→ Source document
▼

Yesterday morning I got up at seven and walked across the street to the local Starbucks, where I picked up my weekly copy -- the Saturday edition -- of Pravda-on-the-Hudson. The advertisements are fewer on Saturdays; and the articles include some of the more thoughtful passages that the weekday editions omit.
What I found was a striking example of managed news, one which I thought it not unseemly to detail at sufficient length to convey the parallel with that of the late, great, not-very-much-lamented Soviet Union's Newspaper of Record.
The big story of the day was the plan of the United States Treasury to sink another large bundle of funds into propping up the large national banks. The lead spread across two columns on the upper-right-hand corner, twice the size of the usual headline: Treasury Plans to Provide Loans to Buy Bad Assets." The plan had already been criticized, in a number of knowledgeable quarters (including but not limited to Paul Krugman), for continuing the mind-set that had produced the credit meltdown in the first place: that is, the belief that the transfer of immense stocks of cash to the very same banks that had imprudently risked opaque credit swaps in the amounts of many billions was in some magical way going to right the leaning tower of financial institutions and end the crisis.
Two pictures, with captions, just above the fold on the front page provided editorial criticism, or, more accurately, editorial direction to the reader. "A Voice Modulates" in capital letters underneath the portrait of New York State Attorney General Andrew Cuomo introduced the thought that the concerned public official "has given voice to disgust with the financial industry's abuses. But now, he's wondering if the baying has grown too loud"; "Time to Calm Down" beneath a picture of a woman demanding leaders of the American Insurance Group be sent to jail led to the judgement that "the political reaction to the economic crisis is making the situation worse, with the Treasury Department caught off guard. . . and Congress simply out of control."
The entire top of the front page not given to this calming message contained a picture, four columns wide, of the First Lady, Michelle Obama, planting a vegetable garden in the South Lawn of the White House. It was the caption, again, that did the didactic duty: "White House Foresees Growth This Year."

▲

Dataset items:
▼

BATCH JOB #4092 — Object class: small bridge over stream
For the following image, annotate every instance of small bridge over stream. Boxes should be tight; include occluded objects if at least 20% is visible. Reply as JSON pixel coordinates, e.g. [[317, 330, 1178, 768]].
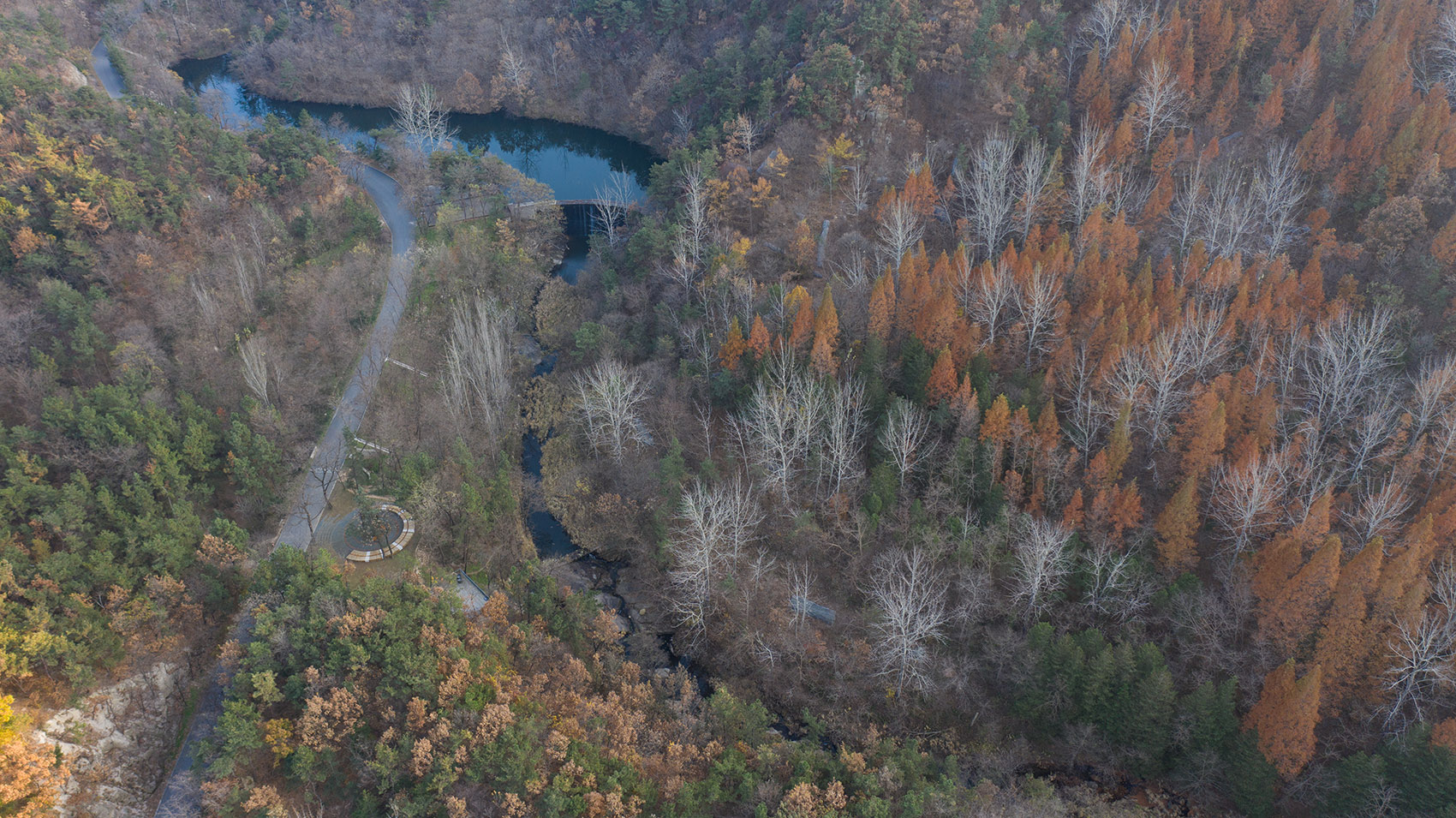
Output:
[[416, 192, 620, 235]]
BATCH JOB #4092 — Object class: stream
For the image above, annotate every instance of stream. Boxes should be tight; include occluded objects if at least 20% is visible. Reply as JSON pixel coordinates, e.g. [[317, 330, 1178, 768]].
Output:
[[172, 57, 707, 675], [134, 44, 1190, 815]]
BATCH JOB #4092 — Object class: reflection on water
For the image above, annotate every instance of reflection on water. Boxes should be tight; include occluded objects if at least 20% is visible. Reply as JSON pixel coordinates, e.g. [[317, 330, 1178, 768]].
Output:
[[172, 57, 653, 564], [172, 57, 653, 200]]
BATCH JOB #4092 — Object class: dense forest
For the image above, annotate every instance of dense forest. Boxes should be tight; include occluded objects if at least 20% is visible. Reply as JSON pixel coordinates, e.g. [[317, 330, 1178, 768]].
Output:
[[0, 0, 1456, 818]]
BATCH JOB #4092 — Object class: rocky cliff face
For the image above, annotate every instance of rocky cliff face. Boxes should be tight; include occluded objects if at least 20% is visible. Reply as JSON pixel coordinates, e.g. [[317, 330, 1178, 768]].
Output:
[[35, 662, 191, 818]]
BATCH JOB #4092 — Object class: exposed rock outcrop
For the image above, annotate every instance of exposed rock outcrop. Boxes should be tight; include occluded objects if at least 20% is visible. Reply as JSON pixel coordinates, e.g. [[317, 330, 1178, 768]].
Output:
[[35, 662, 189, 818]]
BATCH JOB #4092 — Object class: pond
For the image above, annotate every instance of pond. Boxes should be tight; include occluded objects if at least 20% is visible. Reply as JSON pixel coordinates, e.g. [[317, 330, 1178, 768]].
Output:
[[172, 57, 653, 558], [172, 57, 655, 200]]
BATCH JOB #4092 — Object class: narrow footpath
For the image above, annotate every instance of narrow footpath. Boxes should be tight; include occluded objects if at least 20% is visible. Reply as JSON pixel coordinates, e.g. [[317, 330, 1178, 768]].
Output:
[[92, 42, 415, 818]]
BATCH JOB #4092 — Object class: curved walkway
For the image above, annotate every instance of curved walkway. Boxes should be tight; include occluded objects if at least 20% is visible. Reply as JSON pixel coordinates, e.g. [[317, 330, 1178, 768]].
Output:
[[148, 101, 415, 818], [343, 502, 415, 562]]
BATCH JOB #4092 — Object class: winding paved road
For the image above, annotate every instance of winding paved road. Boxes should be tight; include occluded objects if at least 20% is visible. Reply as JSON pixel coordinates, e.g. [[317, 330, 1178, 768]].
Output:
[[278, 166, 415, 549], [92, 42, 415, 818], [156, 166, 415, 818]]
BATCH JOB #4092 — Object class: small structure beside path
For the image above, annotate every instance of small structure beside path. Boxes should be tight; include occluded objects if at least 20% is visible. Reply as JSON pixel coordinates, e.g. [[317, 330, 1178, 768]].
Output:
[[345, 502, 415, 562]]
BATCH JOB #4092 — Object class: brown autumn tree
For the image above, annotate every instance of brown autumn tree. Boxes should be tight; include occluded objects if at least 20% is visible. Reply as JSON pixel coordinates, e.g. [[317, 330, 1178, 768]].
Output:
[[1254, 83, 1284, 134], [1178, 389, 1227, 481], [1244, 660, 1321, 780], [0, 696, 66, 818], [749, 316, 769, 361], [718, 316, 749, 373], [1260, 535, 1341, 655], [454, 71, 486, 110], [789, 298, 814, 352], [1315, 537, 1385, 709], [1155, 477, 1198, 575], [789, 218, 818, 272], [814, 287, 838, 354], [925, 348, 959, 406], [1431, 207, 1456, 268]]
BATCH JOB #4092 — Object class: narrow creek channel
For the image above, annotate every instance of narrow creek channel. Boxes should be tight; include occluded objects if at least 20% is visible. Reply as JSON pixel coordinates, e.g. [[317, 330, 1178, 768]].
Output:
[[136, 52, 1191, 815], [173, 57, 709, 681]]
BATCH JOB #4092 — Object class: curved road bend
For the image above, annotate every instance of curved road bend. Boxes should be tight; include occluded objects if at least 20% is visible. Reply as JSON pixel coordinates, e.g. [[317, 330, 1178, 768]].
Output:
[[156, 166, 415, 818]]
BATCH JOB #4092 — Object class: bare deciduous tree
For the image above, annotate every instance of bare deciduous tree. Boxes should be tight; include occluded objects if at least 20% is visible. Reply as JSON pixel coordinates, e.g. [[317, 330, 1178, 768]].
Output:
[[1350, 477, 1415, 543], [1067, 123, 1113, 225], [1300, 308, 1399, 448], [820, 379, 867, 495], [1071, 0, 1158, 60], [1015, 140, 1056, 240], [957, 254, 1017, 346], [1133, 58, 1190, 152], [880, 397, 932, 483], [732, 354, 827, 499], [1381, 596, 1456, 733], [668, 481, 763, 633], [395, 85, 454, 152], [868, 549, 949, 693], [237, 335, 268, 404], [678, 162, 709, 265], [955, 134, 1017, 258], [593, 170, 636, 248], [875, 190, 925, 266], [1254, 143, 1304, 258], [844, 162, 869, 212], [1425, 3, 1456, 92], [441, 292, 516, 435], [1411, 355, 1456, 443], [1012, 516, 1071, 618], [576, 360, 648, 464], [1208, 454, 1287, 559]]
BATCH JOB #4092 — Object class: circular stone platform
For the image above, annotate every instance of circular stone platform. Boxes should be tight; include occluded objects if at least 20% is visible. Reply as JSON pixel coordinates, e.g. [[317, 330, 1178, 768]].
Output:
[[337, 502, 415, 562]]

▲

→ Instruction A
Answer these from the newspaper piece:
(i) At what time did the writer get up yesterday morning?
(ii) Whose portrait carries the caption "A Voice Modulates"?
(iii) Where was Michelle Obama planting a vegetable garden?
→ Instruction B
Name every person the newspaper piece mentions by name.
This data has nothing to do with the tasks.

→ Full output A
(i) Seven.
(ii) New York State Attorney General Andrew Cuomo.
(iii) In the South Lawn of the White House.

→ Full output B
Paul Krugman, Andrew Cuomo, Michelle Obama